WHAT YOU ARE ASKED TO DO.
In the page on loading tabular datasets, what folder path is assigned to PATH for storing the dataset?

PROVIDED PASSAGE.

------------------------------------------------

# Chapter 4: Encoding and Annotation Schemes
## Tabular Datasets
Loading tabular datasets

Programs from the book: [_Python for Natural Language Processing_](https://link.springer.com/book/9783031575488)

__Author__: Pierre Nugues

In [1]:
import pandas as pd
import csv
import requests

## Quora Question Pairs

In [2]:
qqp_url = 'http://qim.fs.quoracdn.net/quora_duplicate_questions.tsv'

In [3]:
col_names = ['id', 'qid1', 'qid2', 'question1', 'question2',
             'is_duplicate']

## csv

In [4]:
qqp_reader = csv.DictReader(
    requests.get(qqp_url).text.splitlines(),
    delimiter='\t')

In [5]:
qqp_dataset = [row for row in qqp_reader]

In [6]:
qqp_dataset[447]

{'id': '447',
 'qid1': '892',
 'qid2': '893',
 'question1': 'What are natural numbers?',
 'question2': 'What is a least natural number?',
 'is_duplicate': '0'}

In [7]:
qqp_dataset[3273]

{'id': '3273',
 'qid1': '6488',
 'qid2': '6489',
 'question1': 'How do you start a bakery?',
 'question2': 'How can one start a bakery business?',
 'is_duplicate': '1'}

Where to store the dataset

In [8]:
PATH = '../datasets/'

In [9]:
with open(PATH + 'qqp.tsv', 'w') as qqp_tsv:
    writer = csv.DictWriter(qqp_tsv, fieldnames=col_names)
    writer.writeheader()
    for row in qqp_dataset:
        writer.writerow(row)

## Pandas

In [10]:
from io import StringIO

In [11]:
qqp_pandas = pd.read_csv(
    StringIO(requests.get(qqp_url).text),
    sep='\t')

------------------------------------------------

(Labels for object points)
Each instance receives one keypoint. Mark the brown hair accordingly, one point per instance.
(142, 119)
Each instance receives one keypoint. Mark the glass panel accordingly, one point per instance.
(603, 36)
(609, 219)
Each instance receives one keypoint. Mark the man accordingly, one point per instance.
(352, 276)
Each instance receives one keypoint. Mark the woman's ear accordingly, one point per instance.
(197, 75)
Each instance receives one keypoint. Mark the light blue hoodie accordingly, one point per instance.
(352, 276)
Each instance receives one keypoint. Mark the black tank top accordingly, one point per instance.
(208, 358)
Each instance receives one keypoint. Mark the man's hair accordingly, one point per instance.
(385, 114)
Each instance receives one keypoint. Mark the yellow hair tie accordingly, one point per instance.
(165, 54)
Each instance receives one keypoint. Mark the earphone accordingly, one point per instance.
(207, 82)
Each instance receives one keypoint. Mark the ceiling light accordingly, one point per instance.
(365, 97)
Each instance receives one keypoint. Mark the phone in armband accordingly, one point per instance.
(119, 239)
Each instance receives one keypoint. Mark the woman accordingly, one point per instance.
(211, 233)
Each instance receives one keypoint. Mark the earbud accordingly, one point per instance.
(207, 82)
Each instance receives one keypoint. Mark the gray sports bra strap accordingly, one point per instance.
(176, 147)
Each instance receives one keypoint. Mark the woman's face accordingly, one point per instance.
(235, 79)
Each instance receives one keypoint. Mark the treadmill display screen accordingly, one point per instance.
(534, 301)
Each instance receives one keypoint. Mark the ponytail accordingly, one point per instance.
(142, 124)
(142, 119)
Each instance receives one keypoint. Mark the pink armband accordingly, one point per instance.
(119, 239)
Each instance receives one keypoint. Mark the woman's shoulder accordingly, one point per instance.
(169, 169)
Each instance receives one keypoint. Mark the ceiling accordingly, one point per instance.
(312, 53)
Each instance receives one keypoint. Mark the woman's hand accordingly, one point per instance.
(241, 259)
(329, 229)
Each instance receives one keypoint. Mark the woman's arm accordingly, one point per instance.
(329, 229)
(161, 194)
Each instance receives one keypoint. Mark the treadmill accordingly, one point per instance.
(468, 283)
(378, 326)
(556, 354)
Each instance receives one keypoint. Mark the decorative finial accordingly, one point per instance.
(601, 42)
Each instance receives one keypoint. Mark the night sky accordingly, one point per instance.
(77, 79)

------------------------------------------------

WRITTEN RESPONSE.
'../datasets/'